> What to work on
Print each of the rows below verbatim, keeping every line intact and in its original order.

══ Dataset records ══

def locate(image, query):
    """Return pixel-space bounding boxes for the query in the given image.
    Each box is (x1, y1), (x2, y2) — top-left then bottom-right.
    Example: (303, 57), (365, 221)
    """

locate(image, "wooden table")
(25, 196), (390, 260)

═══

> Written solution
def locate(image, query):
    """Return pixel-space bounding boxes for the query in the given image.
    Each box is (x1, y1), (x2, y2) — top-left then bottom-right.
    Example: (303, 57), (365, 221)
    """

locate(image, "wooden table")
(25, 196), (390, 260)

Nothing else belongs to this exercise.